▸ Exercise: Count the lines of the material below that contain the string "yellow", with uppercase and lowercase treated as different. Reply with the number only.

▸ Data extract:
>> start

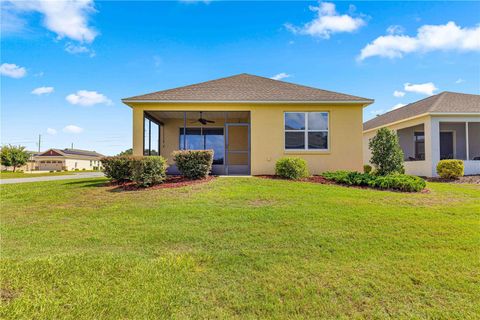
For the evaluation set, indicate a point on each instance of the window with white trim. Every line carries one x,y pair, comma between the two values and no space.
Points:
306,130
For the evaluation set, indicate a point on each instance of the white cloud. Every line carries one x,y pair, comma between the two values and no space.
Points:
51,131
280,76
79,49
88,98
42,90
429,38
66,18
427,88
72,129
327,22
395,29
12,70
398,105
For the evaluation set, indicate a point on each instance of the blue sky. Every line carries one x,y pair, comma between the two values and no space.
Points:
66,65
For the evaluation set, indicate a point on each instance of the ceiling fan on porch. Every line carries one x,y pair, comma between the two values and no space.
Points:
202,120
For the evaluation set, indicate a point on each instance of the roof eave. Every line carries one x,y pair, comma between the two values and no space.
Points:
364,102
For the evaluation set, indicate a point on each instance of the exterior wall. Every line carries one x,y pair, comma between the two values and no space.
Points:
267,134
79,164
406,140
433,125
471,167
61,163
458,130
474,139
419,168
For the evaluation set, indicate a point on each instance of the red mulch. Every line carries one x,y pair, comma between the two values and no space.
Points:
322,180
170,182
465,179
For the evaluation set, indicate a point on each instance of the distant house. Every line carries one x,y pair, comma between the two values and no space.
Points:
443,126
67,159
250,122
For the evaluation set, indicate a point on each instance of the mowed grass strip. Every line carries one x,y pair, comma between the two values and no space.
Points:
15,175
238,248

>> end
>> start

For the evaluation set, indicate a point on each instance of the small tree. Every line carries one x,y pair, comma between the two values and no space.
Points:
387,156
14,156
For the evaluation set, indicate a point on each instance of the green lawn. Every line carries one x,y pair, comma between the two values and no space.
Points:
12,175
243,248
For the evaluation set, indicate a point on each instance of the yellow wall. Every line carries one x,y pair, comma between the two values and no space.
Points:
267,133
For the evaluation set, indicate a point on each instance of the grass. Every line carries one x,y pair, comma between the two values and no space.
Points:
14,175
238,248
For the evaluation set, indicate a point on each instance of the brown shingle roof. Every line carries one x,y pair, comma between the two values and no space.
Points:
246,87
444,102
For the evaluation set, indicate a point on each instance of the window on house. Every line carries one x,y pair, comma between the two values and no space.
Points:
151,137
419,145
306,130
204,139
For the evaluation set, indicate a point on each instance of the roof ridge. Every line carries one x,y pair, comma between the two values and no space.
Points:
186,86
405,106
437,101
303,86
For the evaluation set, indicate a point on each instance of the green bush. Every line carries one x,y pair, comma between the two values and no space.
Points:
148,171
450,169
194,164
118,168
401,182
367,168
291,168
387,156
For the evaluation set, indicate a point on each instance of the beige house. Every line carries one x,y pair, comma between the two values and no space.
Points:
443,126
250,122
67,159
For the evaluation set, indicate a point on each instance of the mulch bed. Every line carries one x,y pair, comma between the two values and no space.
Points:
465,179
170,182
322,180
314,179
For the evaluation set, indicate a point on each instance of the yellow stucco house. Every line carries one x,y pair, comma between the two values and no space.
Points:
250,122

>> end

▸ Output for this task: 2